▸ Given request
Copy verbatim the lines of the material below, from the line with "the wooden side" up to and including the line with "[(89, 439)]".

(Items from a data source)
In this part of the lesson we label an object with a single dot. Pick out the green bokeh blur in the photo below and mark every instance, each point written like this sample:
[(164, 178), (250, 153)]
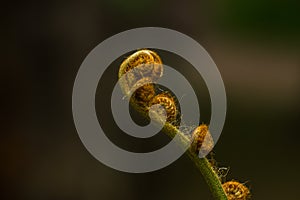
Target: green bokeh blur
[(255, 44)]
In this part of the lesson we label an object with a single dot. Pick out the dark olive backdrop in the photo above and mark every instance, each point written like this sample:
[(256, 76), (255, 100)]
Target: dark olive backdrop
[(255, 44)]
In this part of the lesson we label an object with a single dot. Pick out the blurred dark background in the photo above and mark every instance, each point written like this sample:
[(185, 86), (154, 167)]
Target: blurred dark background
[(255, 44)]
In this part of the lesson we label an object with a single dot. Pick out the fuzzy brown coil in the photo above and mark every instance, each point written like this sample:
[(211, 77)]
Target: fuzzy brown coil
[(236, 191)]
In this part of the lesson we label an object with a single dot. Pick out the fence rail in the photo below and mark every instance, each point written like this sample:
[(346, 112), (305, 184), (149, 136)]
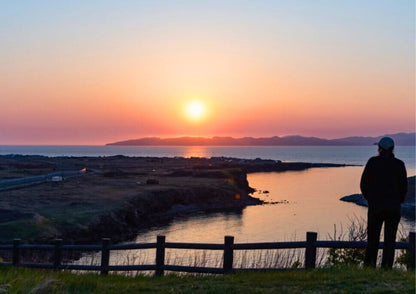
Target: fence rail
[(310, 245)]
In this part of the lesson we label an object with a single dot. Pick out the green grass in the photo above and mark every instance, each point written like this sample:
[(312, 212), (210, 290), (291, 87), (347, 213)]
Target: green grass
[(330, 280)]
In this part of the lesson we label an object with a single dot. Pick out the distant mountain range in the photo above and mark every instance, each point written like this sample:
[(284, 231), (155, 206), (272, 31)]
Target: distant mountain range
[(403, 139)]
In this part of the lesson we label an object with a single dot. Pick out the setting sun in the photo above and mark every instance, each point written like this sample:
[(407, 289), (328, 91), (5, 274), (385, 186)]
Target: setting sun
[(195, 110)]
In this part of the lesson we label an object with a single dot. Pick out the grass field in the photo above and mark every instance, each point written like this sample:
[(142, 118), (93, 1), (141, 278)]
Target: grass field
[(329, 280)]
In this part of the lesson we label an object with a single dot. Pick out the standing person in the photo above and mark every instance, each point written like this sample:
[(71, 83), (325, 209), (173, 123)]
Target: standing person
[(384, 185)]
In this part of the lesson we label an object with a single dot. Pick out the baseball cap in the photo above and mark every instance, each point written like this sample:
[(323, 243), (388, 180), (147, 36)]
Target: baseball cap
[(386, 143)]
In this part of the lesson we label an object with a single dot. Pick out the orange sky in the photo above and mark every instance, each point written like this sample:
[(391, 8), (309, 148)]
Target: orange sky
[(88, 74)]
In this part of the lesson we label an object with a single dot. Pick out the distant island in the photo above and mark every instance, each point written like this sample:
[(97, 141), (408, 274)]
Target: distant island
[(402, 139)]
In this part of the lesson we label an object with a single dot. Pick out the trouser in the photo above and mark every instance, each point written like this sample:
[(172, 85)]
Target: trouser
[(376, 216)]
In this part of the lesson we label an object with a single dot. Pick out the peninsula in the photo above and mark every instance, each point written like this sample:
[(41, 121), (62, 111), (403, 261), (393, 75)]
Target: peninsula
[(404, 139), (82, 199)]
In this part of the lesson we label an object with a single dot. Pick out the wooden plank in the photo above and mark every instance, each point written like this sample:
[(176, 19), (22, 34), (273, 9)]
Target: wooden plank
[(143, 267), (37, 246), (202, 246), (193, 269), (57, 258), (105, 256), (160, 255), (81, 267), (412, 249), (37, 265), (228, 254), (82, 247), (269, 245), (310, 252), (132, 246), (16, 252)]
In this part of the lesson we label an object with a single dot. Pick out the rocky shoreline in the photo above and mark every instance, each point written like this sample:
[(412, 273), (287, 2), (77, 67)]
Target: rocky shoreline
[(119, 195)]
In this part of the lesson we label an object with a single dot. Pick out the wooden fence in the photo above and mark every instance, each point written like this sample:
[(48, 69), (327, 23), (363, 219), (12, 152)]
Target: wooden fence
[(228, 247)]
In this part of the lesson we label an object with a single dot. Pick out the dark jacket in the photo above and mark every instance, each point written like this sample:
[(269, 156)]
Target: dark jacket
[(384, 181)]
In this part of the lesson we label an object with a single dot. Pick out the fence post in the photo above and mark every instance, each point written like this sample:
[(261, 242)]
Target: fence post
[(160, 255), (228, 254), (16, 253), (105, 256), (57, 254), (411, 249), (310, 252)]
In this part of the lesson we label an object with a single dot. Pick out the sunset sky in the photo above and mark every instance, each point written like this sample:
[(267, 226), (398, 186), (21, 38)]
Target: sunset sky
[(93, 72)]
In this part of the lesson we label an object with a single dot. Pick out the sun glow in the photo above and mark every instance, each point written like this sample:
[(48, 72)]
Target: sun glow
[(195, 110)]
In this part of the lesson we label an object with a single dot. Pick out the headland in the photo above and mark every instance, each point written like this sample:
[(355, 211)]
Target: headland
[(82, 199)]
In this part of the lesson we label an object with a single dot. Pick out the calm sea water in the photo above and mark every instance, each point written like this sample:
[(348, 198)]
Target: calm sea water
[(334, 154)]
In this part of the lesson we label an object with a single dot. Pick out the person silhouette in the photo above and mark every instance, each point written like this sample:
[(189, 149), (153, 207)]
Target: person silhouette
[(384, 185)]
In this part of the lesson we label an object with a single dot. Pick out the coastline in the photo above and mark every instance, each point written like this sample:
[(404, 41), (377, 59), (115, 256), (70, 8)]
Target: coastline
[(120, 195)]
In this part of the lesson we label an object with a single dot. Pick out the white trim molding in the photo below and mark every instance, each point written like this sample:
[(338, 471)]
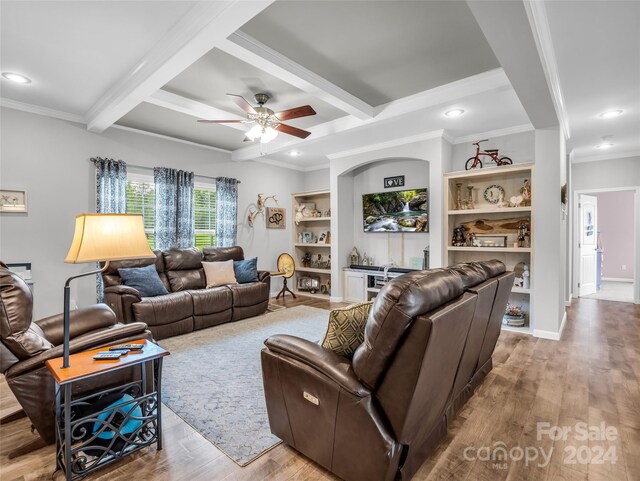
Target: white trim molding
[(36, 109), (537, 15), (610, 156)]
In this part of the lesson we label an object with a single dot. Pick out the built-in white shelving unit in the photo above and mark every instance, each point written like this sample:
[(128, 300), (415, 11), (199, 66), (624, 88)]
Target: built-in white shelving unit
[(316, 226), (510, 179)]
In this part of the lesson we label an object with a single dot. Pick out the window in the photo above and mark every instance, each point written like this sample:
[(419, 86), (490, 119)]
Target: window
[(205, 215), (141, 200)]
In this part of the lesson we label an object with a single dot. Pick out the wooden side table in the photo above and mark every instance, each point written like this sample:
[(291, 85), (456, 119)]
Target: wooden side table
[(89, 439)]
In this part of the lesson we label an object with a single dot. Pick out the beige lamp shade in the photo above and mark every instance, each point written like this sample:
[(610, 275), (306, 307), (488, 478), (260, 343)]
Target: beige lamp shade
[(108, 237)]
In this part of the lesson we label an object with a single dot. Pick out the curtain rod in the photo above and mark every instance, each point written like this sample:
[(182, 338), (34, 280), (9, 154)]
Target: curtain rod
[(144, 167)]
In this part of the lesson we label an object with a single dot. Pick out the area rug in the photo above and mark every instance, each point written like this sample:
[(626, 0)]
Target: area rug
[(213, 378)]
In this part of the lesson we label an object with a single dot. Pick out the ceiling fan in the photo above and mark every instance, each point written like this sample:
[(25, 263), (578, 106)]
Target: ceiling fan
[(267, 123)]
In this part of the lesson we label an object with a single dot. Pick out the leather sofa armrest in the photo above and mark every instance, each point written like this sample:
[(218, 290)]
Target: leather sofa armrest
[(121, 299), (81, 321), (327, 362), (115, 334)]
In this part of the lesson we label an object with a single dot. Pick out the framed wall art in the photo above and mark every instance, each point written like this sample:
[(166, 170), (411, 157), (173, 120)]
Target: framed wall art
[(276, 218), (13, 200)]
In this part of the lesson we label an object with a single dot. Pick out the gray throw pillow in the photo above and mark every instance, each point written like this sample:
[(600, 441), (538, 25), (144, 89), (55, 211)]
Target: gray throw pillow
[(144, 279)]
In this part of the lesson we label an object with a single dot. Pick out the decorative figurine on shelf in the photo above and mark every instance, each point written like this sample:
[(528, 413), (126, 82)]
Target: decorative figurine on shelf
[(459, 196), (525, 278), (525, 192), (458, 238), (354, 257), (470, 197), (522, 232)]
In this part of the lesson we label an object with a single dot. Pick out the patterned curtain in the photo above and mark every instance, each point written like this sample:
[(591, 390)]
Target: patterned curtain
[(175, 220), (226, 211), (111, 195)]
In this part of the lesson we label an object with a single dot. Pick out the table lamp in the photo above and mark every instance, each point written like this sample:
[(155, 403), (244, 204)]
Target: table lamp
[(103, 238)]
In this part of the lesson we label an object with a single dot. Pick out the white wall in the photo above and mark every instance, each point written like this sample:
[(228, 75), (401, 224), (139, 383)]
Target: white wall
[(49, 158), (519, 147), (316, 180), (388, 247), (606, 174)]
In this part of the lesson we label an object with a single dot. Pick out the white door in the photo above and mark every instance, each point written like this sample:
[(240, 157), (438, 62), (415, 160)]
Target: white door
[(587, 244)]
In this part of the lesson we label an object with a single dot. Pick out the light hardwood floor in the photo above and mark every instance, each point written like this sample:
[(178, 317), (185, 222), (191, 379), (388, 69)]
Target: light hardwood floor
[(591, 376)]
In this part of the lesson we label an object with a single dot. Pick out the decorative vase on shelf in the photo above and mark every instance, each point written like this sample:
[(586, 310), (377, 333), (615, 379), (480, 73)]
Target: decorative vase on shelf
[(459, 196)]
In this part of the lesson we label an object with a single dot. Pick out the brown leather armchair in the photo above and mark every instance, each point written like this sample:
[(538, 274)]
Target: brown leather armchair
[(26, 345), (377, 416)]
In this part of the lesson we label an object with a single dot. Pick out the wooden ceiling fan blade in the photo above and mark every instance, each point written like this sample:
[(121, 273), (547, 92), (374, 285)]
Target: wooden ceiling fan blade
[(220, 121), (242, 103), (287, 129), (297, 112)]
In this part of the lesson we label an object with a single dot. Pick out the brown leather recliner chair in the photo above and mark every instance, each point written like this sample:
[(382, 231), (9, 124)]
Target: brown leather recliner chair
[(379, 415), (26, 345)]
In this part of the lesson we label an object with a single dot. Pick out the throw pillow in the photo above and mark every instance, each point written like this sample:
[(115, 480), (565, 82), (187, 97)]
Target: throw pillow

▸ Exercise response
In this part of the lesson we label an object with a single dot. Pick out the wooden side table in the photo above and mark every instance, each point written like this sample:
[(291, 85), (456, 119)]
Target: wooden side table
[(89, 439)]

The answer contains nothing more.